----- Document

If a character was pushed back using GRAY:STREAM-UNREAD-CHAR, returns and consumes it. Otherwise returns and consumes the next character from the stream. Returns :EOF if the end-of-stream is reached.

You must define a method for this function.

(GRAY:STREAM-UNREAD-CHAR stream char)

Pushes char, which must be the last character read from the stream, back onto the front of the stream.

You must define a method for this function.

(GRAY:STREAM-READ-CHAR-NO-HANG stream)

Returns a character or :EOF, like GRAY:STREAM-READ-CHAR, if that would return immediately. If GRAY:STREAM-READ-CHAR's value is not available immediately, returns NIL instead of waiting.

The default method simply calls GRAY:STREAM-READ-CHAR; this is sufficient for streams whose GRAY:STREAM-READ-CHAR method never blocks.

(GRAY:STREAM-PEEK-CHAR stream)

If a character was pushed back using GRAY:STREAM-UNREAD-CHAR, returns it. Otherwise returns the next character from the stream, avoiding any side effects GRAY:STREAM-READ-CHAR would do. Returns :EOF if the end-of-stream is reached.

The default method calls GRAY:STREAM-READ-CHAR and GRAY:STREAM-UNREAD-CHAR; this is sufficient for streams whose GRAY:STREAM-READ-CHAR method has no side-effects.

(GRAY:STREAM-LISTEN stream)

If a character was pushed back using GRAY:STREAM-UNREAD-CHAR, returns it. Otherwise returns the next character from the stream, if already available. If no character is available immediately, or if end-of-stream is reached, returns NIL.

----------

• To do
Please continue the Gray stream documentation from its last sentence, keeping the same format of function signatures followed by descriptions.

----- Data rows

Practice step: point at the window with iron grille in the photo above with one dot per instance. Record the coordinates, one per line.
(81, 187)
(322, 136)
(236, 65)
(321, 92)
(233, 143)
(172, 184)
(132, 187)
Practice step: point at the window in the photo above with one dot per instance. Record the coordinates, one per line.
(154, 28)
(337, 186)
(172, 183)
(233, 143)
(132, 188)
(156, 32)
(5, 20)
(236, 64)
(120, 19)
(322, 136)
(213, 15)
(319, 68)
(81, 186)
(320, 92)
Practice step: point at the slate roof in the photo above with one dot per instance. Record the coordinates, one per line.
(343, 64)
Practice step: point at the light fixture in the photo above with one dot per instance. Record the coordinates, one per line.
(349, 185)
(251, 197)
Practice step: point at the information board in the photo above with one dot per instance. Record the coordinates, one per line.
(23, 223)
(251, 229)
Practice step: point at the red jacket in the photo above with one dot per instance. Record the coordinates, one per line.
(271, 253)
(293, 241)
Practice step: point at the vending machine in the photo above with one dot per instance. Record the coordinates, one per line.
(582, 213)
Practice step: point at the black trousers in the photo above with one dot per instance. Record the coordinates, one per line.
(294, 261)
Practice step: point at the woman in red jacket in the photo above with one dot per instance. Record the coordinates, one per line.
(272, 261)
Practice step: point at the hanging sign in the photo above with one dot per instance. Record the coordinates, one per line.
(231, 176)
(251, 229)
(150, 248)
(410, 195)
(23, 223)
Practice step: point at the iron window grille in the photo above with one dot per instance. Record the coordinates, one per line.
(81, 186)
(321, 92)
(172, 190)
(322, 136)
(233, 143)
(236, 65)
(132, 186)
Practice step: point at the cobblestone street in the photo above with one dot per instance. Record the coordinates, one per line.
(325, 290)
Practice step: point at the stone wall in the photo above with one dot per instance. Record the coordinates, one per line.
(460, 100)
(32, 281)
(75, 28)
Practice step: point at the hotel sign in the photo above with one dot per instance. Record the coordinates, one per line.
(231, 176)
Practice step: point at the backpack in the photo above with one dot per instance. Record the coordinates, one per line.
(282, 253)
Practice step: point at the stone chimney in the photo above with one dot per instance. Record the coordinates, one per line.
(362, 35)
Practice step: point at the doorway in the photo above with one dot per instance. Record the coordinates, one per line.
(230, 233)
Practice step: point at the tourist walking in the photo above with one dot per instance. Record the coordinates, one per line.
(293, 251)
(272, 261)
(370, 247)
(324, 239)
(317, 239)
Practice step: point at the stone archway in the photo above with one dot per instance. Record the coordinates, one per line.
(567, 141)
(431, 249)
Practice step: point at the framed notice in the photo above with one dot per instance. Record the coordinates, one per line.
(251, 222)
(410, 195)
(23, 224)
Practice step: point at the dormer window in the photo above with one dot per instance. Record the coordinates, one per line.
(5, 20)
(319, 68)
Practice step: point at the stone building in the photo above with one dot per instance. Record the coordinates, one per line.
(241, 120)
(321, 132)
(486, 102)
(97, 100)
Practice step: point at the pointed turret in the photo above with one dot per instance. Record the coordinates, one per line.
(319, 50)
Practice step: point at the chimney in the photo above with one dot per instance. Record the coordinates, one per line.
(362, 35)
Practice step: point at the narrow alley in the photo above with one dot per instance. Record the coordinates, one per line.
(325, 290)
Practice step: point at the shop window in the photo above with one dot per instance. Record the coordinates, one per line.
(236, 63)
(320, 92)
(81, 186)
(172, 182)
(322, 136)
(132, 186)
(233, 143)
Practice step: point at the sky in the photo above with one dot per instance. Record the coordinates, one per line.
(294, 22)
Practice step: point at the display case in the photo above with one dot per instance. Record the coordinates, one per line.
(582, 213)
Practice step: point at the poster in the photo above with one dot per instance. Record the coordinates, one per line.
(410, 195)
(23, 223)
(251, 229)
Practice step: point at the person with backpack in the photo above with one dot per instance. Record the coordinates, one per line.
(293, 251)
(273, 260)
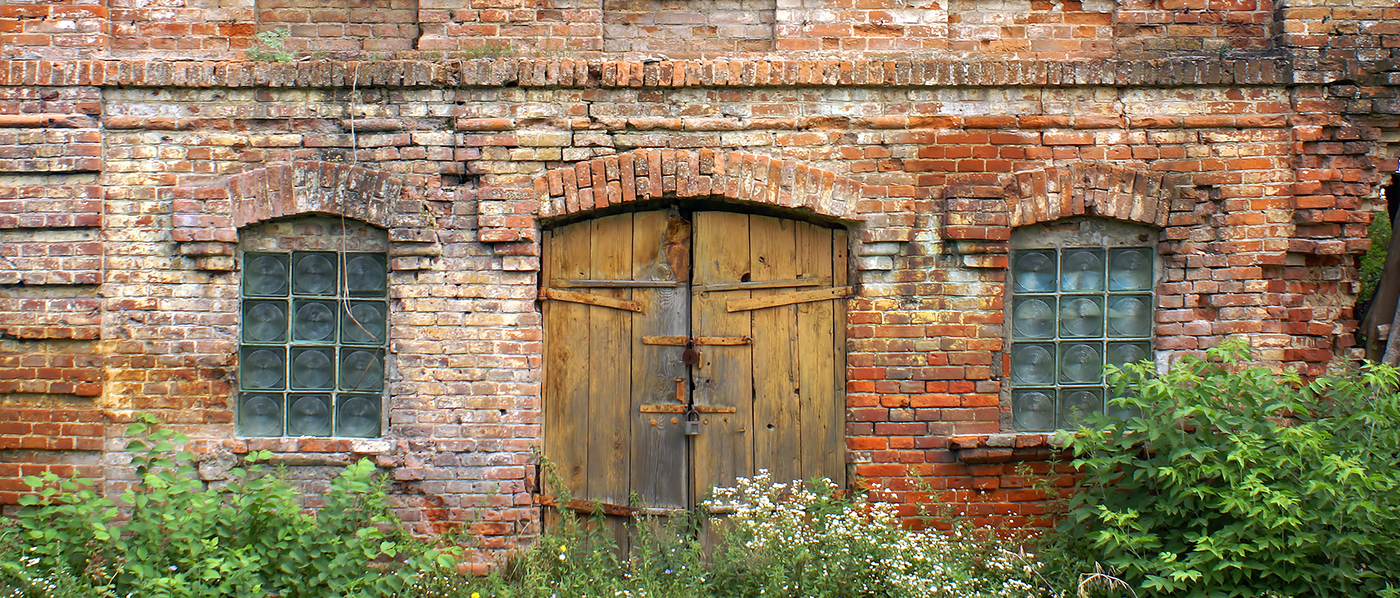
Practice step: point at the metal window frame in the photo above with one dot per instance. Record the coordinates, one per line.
(1059, 388)
(290, 345)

----------

• Reply to the task
The default method calls GRAY:STREAM-READ-CHAR-NO-HANG and GRAY:STREAM-UNREAD-CHAR; this is sufficient for streams whose GRAY:STREAM-READ-CHAR method has no side-effects.

(GRAY:STREAM-READ-CHAR-WILL-HANG-P stream)

Returns NIL if GRAY:STREAM-READ-CHAR will return immediately. Otherwise it returns true.

The default method calls GRAY:STREAM-READ-CHAR-NO-HANG and GRAY:STREAM-UNREAD-CHAR; this is sufficient for streams whose GRAY:STREAM-READ-CHAR method has no side-effects.

This function is a CLISP extension (see EXT:READ-CHAR-WILL-HANG-P).

(GRAY:STREAM-READ-CHAR-SEQUENCE stream sequence &OPTIONAL [start [end]])

Fills the subsequence of sequence specified by :START and :END with characters consecutively read from stream. Returns the index of the first element of sequence that was not updated (= end, or < end if the stream reached its end).

sequence is an ARRAY of CHARACTERs, i.e. a STRING. start is a nonnegative INTEGER and defaults to 0. end is a nonnegative INTEGER or NIL and defaults to NIL, which stands for (LENGTH sequence).

The default method repeatedly calls GRAY:STREAM-READ-CHAR; this is always sufficient if speed does not matter.

This function is a CLISP extension (see EXT:READ-CHAR-SEQUENCE).

(GRAY:STREAM-READ-LINE stream)

Reads a line of characters, and return two values: the line (a STRING, without the terminating #\Newline character), and a BOOLEAN value which is true if the line was terminated by end-of-stream instead of #\Newline.

The default method repeatedly calls GRAY:STREAM-READ-CHAR; this is always sufficient.

(GRAY:STREAM-CLEAR-INPUT stream)

Clears all pending interactive input from the stream, and returns true if some pending input was removed.

The default method does nothing and returns NIL; this is sufficient for non-interactive streams.

30.5. Generic functions for character output

Generic functions for character output

(GRAY:STREAM-WRITE-CHAR stream char)

Writes char.

You must define a method for this function.

(GRAY:STREAM-LINE-COLUMN stream)

Returns the column number where the next character would be written (0 stands for the first column), or NIL if that is not meaningful for this stream.

You must define a method for this function.

(GRAY:STREAM-START-LINE-P stream)

Returns true if the next character would be written at the start of a new line.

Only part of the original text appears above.